-- Start PASSAGE SHOWN --

Side Letter, dated April 19, 2023, by and between the Company and Lexasure

EX-10.17 5 cmca-20220331xex10d17.htm EXHIBIT 10.17

Exhibit 10.17

Capitalworks Emerging Markets Acquisition Corp

c/o Ellenoff Grossman & Schole LLP

1145 Avenue of the Americas, 11th Floor

New York, NY 10105

April 19, 2023

Lexasure Financial Group Limited

B-08-05 Gateway Corp. Suites, Gateway Kiaramas

No. 1 Jalan Desa Kiara, Mont Kiara

50480 Kuala Lumpur, Malaysia

Attn: Ian Lim Teck Soon

Re: PCAOB Company Financials Extension

Dear Ian,

Reference is hereby made to that certain Business Combination Agreement, dated as of March 1, 2023 (as it may be amended, the “BCA”), by and among (i) Capitalworks Emerging Markets Acquisition Corp., a Cayman Islands exempted company limited by shares (together with its successors, “SPAC”), (ii) CEMAC Sponsor LP, a Cayman Islands exempted limited partnership (“Sponsor”), in the capacity as the SPAC Representative thereunder, (iii) Lexasure Financial Group Limited, a Cayman Islands exempted company limited by shares (the “Company”), (iv) Ian Lim Teck Soon, in the capacity as the Seller Representative thereunder, (v) Lexasure Financial Holdings Corp., a Cayman Islands exempted company limited by shares (“Pubco”), (vi) CEMAC Merger Sub Inc., a Cayman Islands exempted company limited by shares, and (vii) Lexasure Merger Sub Inc., a Cayman Islands exempted company limited by shares.  Any capitalized term that is used, but not defined, in this letter agreement (this “Letter”) will have the meaning ascribed to such term in the BCA.

For good and valuable consideration, the receipt and sufficiency of which are hereby acknowledged, each of the undersigned parties hereby agrees as follows:

1.

-- End PASSAGE SHOWN --
-- Start GIVEN ENTRIES --

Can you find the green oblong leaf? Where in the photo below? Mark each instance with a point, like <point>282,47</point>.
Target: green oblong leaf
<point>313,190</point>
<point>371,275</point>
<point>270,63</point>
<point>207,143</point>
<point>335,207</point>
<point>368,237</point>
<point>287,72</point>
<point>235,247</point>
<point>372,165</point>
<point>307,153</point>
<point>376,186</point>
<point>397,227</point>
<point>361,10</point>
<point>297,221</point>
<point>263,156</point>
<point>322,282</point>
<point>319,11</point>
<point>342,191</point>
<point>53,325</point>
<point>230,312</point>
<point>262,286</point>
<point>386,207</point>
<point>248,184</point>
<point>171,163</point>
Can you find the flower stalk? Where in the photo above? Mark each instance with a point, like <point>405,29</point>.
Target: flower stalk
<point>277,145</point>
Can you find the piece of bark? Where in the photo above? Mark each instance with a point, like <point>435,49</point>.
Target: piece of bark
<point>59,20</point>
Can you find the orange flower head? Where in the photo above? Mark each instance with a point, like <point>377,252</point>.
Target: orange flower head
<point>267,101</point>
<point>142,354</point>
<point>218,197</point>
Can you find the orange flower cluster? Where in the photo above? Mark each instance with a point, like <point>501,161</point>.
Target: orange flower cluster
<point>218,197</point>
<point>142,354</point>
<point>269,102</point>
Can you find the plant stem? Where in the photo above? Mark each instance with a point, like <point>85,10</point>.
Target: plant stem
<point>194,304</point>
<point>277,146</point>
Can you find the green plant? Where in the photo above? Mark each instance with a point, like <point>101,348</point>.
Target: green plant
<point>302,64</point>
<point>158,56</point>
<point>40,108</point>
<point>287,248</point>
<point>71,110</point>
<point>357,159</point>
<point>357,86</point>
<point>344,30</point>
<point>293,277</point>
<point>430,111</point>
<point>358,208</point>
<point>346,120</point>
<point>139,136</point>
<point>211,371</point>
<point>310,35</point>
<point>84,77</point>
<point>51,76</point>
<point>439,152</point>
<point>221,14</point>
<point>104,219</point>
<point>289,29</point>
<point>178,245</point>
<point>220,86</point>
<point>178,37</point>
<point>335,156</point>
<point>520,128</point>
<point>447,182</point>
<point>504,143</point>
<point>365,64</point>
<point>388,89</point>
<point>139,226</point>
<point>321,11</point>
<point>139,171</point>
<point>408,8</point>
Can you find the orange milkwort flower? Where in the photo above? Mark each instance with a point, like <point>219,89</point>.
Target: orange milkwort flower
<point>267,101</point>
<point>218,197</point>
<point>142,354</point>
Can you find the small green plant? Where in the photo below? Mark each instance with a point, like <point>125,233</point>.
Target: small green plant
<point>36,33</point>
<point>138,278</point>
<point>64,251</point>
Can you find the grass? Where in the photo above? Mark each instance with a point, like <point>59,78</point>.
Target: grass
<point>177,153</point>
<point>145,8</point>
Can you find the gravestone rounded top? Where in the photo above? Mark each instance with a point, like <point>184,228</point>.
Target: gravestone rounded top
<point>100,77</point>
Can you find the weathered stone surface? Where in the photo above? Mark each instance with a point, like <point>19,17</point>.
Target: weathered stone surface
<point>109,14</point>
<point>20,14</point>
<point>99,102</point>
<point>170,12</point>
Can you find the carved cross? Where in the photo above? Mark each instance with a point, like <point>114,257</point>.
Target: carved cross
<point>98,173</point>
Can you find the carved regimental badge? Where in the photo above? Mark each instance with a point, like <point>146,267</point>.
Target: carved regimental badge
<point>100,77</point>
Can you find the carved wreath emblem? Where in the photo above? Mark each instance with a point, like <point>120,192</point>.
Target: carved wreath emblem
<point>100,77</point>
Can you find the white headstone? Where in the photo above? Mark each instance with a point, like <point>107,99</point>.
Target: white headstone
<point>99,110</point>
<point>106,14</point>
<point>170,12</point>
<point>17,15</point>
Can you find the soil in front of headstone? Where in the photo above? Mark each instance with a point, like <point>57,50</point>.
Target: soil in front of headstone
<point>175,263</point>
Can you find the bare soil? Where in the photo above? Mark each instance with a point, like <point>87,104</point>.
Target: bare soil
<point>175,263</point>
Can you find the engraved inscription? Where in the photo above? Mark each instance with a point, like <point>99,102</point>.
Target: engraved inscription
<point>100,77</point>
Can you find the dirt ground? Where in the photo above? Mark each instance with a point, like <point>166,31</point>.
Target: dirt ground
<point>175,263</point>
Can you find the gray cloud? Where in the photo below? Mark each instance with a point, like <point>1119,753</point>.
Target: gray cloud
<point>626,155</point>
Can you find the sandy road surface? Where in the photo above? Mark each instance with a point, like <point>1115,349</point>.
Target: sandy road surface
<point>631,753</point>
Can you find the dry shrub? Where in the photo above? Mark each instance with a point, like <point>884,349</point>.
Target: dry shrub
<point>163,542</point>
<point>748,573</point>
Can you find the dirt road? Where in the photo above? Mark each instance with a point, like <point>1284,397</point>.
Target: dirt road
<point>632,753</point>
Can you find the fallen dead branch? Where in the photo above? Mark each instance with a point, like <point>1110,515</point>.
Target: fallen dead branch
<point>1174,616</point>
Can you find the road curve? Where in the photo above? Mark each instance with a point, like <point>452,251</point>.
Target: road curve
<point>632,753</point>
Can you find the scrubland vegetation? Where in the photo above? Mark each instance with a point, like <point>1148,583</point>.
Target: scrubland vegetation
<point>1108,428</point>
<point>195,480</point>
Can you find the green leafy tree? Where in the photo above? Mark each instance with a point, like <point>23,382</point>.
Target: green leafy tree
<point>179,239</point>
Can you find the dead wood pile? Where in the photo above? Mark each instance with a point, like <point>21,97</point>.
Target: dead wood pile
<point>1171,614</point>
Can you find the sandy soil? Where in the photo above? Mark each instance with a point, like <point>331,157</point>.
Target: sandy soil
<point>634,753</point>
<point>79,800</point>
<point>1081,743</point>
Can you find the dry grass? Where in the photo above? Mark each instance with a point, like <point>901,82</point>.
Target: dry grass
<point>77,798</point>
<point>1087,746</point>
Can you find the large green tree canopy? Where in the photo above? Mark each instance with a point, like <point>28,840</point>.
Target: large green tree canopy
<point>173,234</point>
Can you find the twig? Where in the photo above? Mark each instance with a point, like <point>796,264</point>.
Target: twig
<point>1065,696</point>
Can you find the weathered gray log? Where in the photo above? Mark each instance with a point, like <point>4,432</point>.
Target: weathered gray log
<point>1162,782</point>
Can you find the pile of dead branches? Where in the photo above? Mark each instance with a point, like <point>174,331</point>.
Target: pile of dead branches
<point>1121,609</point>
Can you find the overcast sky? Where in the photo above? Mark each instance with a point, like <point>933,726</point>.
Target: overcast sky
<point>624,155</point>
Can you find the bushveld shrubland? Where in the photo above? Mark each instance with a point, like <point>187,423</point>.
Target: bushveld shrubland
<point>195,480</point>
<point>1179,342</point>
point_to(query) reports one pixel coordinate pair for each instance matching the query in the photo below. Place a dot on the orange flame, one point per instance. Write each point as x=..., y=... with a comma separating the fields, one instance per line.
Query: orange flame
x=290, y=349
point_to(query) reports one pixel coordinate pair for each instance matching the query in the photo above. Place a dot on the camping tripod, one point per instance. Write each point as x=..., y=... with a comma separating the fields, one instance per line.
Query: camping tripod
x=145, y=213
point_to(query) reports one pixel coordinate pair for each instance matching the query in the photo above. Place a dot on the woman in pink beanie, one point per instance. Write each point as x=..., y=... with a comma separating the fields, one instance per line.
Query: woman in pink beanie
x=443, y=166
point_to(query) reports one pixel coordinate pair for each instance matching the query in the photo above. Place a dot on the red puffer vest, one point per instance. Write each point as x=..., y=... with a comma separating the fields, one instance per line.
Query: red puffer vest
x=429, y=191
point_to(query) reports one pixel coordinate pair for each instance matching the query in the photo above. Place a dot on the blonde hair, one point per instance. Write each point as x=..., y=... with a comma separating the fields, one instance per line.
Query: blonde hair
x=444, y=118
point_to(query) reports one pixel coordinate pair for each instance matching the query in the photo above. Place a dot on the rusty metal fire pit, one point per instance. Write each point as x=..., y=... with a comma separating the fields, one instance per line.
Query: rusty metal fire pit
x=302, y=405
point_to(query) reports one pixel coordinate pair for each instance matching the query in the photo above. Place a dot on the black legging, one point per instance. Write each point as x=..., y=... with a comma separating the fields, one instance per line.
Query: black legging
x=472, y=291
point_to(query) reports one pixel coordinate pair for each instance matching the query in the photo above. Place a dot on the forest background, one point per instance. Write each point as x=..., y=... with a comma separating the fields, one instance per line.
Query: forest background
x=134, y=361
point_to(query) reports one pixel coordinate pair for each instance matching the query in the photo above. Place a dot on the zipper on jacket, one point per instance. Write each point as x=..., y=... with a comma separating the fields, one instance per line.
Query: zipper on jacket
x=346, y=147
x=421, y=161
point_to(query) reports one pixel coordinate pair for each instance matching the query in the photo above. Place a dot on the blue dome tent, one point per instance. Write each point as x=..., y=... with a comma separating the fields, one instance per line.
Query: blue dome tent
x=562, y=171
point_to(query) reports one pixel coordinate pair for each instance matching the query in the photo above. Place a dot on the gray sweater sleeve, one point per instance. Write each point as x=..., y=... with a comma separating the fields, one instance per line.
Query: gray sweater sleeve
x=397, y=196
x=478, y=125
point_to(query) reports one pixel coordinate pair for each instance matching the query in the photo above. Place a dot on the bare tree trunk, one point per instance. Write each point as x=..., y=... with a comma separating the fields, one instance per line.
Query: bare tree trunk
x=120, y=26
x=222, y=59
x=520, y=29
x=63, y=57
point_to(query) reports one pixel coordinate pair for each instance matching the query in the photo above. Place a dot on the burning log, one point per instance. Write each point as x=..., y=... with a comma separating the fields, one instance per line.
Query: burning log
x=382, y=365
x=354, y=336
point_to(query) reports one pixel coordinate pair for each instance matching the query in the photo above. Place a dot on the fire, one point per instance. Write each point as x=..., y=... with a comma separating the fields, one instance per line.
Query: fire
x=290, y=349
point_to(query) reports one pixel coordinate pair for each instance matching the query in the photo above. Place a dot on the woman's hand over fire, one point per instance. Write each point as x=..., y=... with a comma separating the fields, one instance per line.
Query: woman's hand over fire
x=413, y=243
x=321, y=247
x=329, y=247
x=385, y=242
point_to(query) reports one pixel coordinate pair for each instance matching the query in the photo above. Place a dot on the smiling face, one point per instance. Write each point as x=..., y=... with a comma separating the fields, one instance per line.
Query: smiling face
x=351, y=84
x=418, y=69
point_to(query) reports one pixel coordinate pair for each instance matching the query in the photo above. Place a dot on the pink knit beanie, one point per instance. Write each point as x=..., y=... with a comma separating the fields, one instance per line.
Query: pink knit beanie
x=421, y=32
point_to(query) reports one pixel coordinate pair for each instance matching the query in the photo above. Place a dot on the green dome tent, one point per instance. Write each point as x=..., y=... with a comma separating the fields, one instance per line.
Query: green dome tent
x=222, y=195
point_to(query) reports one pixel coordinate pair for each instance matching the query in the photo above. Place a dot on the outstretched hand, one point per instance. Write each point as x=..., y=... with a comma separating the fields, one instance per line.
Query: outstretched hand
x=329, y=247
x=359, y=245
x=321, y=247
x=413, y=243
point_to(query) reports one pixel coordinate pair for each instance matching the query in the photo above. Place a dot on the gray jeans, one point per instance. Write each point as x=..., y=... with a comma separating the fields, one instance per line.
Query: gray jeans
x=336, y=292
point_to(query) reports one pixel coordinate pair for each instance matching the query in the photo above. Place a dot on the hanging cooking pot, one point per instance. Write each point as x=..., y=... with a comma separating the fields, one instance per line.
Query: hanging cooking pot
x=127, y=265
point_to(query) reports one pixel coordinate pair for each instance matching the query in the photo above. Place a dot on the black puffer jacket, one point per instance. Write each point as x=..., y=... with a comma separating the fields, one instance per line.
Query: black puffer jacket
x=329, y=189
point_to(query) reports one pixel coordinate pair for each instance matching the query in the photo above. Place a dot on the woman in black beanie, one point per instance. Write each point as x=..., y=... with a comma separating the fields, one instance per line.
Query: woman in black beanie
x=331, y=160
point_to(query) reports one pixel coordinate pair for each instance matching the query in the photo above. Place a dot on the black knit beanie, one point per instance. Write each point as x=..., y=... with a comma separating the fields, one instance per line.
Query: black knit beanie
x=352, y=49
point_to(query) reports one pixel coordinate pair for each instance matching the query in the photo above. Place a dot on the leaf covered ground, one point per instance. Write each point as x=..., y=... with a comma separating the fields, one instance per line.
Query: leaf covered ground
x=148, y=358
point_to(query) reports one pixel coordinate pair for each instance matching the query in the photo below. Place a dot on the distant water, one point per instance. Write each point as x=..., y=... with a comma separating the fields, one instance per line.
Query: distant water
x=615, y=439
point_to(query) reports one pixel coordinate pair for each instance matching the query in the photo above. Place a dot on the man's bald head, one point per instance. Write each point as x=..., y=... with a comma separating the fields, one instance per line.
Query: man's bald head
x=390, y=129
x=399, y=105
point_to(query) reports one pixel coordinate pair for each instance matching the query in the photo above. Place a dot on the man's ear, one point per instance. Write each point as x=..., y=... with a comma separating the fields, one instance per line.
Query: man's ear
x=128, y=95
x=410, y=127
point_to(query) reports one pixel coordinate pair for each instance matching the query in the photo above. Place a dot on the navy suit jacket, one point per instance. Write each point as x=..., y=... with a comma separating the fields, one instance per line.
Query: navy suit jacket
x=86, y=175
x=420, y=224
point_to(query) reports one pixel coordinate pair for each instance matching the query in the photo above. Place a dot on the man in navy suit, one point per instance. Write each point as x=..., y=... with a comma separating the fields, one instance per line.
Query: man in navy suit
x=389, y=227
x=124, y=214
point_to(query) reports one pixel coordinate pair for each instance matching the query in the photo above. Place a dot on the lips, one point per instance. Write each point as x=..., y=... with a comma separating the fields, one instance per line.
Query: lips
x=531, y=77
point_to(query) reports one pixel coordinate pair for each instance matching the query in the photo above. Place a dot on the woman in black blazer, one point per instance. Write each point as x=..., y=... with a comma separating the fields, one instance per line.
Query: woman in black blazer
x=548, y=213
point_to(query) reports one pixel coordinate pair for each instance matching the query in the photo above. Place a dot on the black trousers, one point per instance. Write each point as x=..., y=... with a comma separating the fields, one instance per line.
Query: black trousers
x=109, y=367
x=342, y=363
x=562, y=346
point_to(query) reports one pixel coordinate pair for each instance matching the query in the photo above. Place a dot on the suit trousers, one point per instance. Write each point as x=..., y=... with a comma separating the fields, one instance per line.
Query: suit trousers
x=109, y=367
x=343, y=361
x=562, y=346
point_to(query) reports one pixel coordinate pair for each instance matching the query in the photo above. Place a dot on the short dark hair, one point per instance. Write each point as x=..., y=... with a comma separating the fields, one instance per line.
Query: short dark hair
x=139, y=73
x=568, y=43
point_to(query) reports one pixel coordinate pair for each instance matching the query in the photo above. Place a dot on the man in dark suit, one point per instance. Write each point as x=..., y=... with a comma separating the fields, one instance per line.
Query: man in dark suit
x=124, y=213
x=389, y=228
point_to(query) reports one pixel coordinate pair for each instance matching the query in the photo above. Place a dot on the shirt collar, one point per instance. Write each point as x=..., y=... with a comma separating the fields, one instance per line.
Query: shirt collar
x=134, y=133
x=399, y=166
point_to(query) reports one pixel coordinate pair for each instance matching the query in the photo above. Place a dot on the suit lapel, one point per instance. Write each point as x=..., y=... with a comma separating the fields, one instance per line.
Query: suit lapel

-- End GIVEN ENTRIES --

## WHAT TO WORK ON
a: Using the side letter, decide whether each statement agrees with it, answering yes or no and quoting the words that settle it. (i) The letter is marked for the attention of Ian Lim Teck Soon. (ii) The Business Combination Agreement is dated April 19, 2023. (iii) CEMAC Sponsor LP is a Cayman Islands exempted company limited by shares.
b: Please give the capacity in which Ian Lim Teck Soon is a party to the Business Combination Agreement, according to the side letter.

## RESULTS
a:
(i) Yes: "Attn: Ian Lim Teck Soon"
(ii) No: "dated as of March 1, 2023"
(iii) No: "a Cayman Islands exempted limited partnership"

b: He is a party in the capacity as the Seller Representative.